Assignment
Your answer should be every line from the records that contains "dark".

Exercise inputs
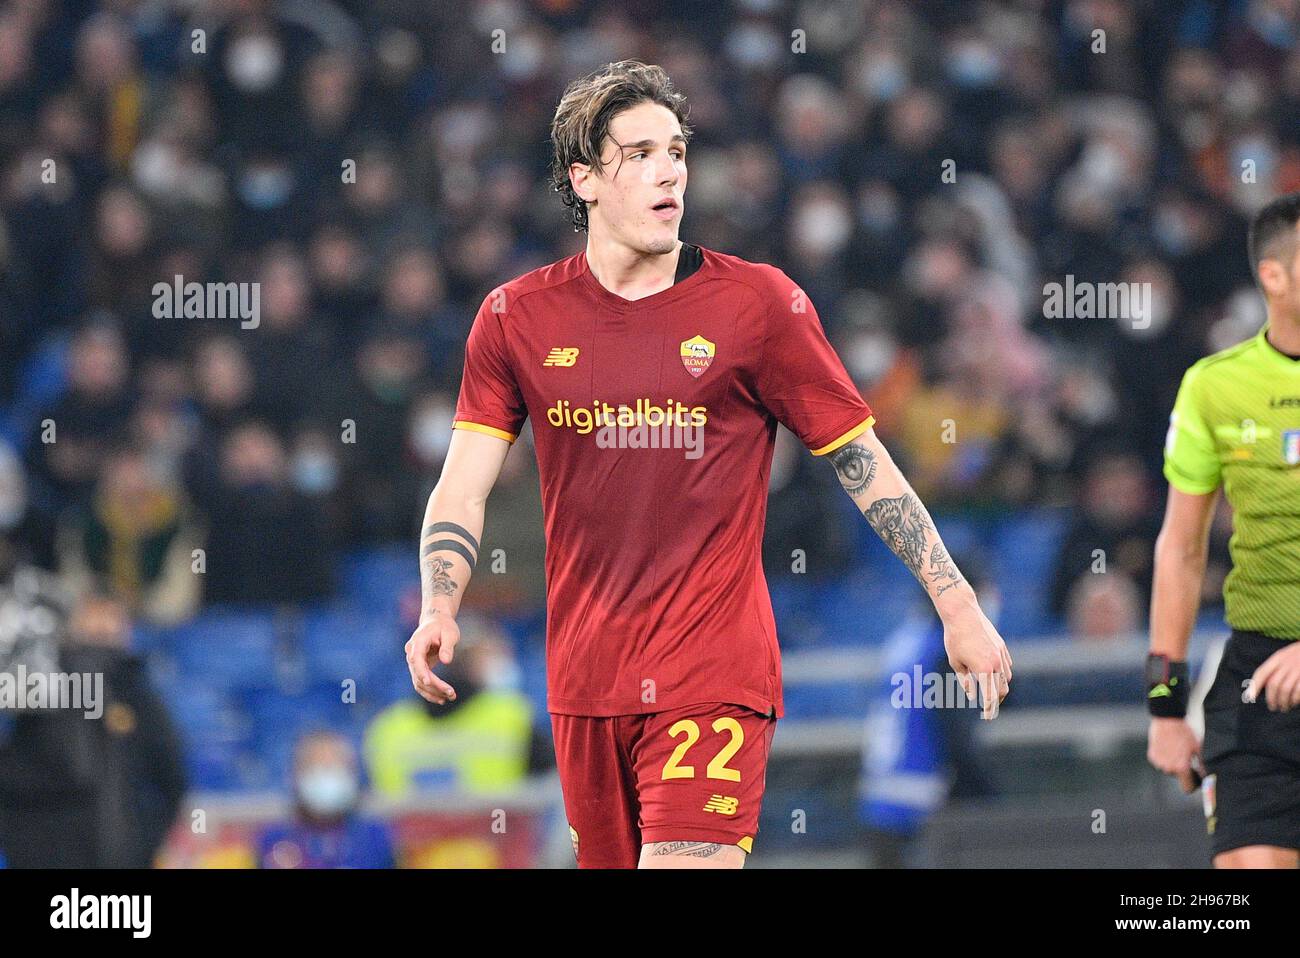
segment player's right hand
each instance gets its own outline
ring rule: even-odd
[[[1178,778],[1184,792],[1196,791],[1192,760],[1199,759],[1201,743],[1185,718],[1152,718],[1147,733],[1147,761],[1166,775]]]
[[[460,641],[460,626],[449,615],[439,612],[421,622],[406,642],[406,667],[411,684],[420,697],[434,705],[446,705],[456,697],[456,690],[433,674],[431,659],[450,665]]]

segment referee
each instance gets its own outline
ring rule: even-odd
[[[1204,768],[1216,868],[1300,867],[1300,193],[1250,225],[1268,322],[1183,377],[1165,441],[1169,500],[1156,541],[1147,757],[1184,791]],[[1196,619],[1220,487],[1233,509],[1224,603],[1232,637],[1205,699],[1187,711]]]

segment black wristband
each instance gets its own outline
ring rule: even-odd
[[[1186,662],[1171,662],[1167,655],[1147,656],[1147,711],[1156,718],[1183,718],[1191,681]]]

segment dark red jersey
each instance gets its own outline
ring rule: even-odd
[[[707,249],[638,300],[585,253],[527,273],[475,317],[455,427],[513,441],[528,418],[550,711],[780,717],[761,559],[777,423],[826,455],[874,422],[803,291]]]

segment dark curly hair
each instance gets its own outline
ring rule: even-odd
[[[608,64],[565,88],[551,121],[551,187],[569,207],[575,230],[587,230],[587,203],[573,191],[569,166],[586,163],[599,172],[601,146],[609,135],[614,117],[638,103],[658,103],[673,111],[687,142],[686,97],[673,89],[673,81],[662,67],[640,60]]]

The completed task
segment dark red jersey
segment dark curly hair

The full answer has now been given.